→ PROVIDED ENTRIES:
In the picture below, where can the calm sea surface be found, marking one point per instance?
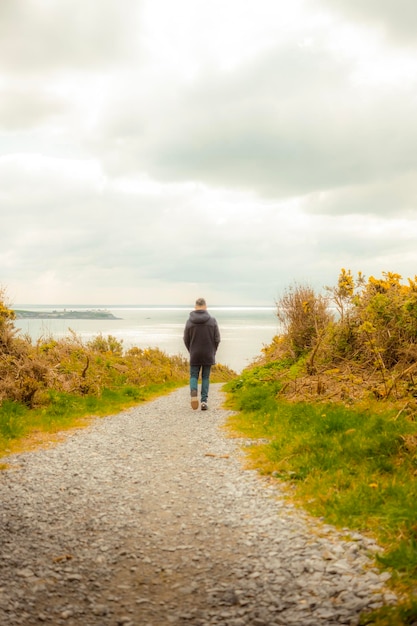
(244, 330)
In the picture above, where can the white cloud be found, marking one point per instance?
(149, 148)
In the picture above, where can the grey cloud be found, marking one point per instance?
(398, 19)
(292, 123)
(38, 35)
(394, 196)
(23, 108)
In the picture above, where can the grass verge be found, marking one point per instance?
(353, 467)
(22, 428)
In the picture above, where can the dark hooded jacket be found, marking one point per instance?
(201, 337)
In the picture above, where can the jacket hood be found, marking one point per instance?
(199, 316)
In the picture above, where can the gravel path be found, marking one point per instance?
(148, 518)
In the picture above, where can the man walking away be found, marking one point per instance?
(201, 338)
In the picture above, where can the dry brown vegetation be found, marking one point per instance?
(30, 371)
(357, 341)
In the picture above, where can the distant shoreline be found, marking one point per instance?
(66, 315)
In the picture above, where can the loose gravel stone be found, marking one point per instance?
(149, 518)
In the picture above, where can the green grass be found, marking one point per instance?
(354, 468)
(62, 411)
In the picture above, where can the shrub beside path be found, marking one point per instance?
(148, 517)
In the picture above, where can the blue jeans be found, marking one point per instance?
(205, 379)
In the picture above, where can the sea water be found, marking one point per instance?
(244, 330)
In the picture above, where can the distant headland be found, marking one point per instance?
(98, 314)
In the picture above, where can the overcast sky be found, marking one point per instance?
(154, 151)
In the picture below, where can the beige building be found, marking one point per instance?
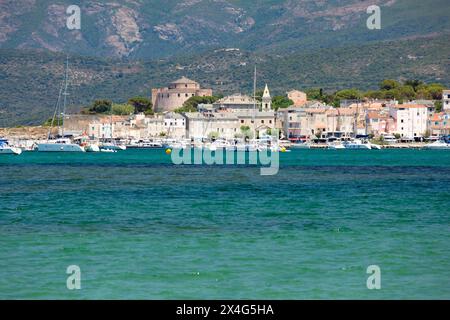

→ TASK STATEMENT:
Repeat the part of the lines that opens with the line containing "In the picture above, where can the sea" and continues through the last of the lines, with "distant headland" renamed to "far promontory" and everything else unchanged. Omit the pictures from your answer.

→ EXPECTED OUTPUT:
In the picture above, where can the sea water be found, marking one point per instance?
(244, 330)
In the picture above, where can the far promontory be found, marking one point per instance?
(98, 314)
In the picture above, where can the overcast sky be found, marking one point per instance?
(154, 151)
In the picture below, where can the beige building be found, marking one point per instance?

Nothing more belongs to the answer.